EXTRAIT:
▬▬▬
L’appel ne m’a pas étonnée. Il y a 12 ans, j’ai appris que j’avais une sclérodermie systémique, maladie auto-immune caractérisée par une surproduction de collagène causant un durcissement de la peau et des organes internes.
Pour résumer, je me transforme en pierre. La prise d’immunosuppresseurs et de stéroïdes a retardé l’échéance, mais la progression de la maladie s’est accélérée et mes médecins font leur possible pour éviter la fibrose pulmonaire, cause d’infarctus.
En mai, on m’a parlé d’une procédure expérimentale à Chicago, avec un taux de réussite de 80 %, recréant un système immunitaire sain à partir de cellules souches prélevées, purifiées puis greffées à nouveau dans le corps. Le traitement coûtant 125 000 $, mes quatre enfants ont lancé une collecte de fonds en juin. J’ai donc supposé que l’homme avait lu l’article dans le journal local et voulait faire un don.
▬▬▬
Entrées de données:
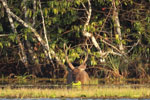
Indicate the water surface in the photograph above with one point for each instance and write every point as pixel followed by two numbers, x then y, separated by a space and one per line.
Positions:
pixel 73 99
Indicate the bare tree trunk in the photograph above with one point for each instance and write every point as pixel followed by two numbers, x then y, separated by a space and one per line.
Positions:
pixel 45 32
pixel 87 34
pixel 23 56
pixel 90 35
pixel 34 10
pixel 117 25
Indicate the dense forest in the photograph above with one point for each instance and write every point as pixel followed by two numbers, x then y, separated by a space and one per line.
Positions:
pixel 114 33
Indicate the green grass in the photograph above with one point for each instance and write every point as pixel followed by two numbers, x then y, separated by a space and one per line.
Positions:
▬▬▬
CONSIGNE: Selon l'extrait, combien coûte le traitement expérimental proposé à Chicago ? Les lignes n'ont aucun rôle ici.

RÉPONSE: Il coûte 125 000 $.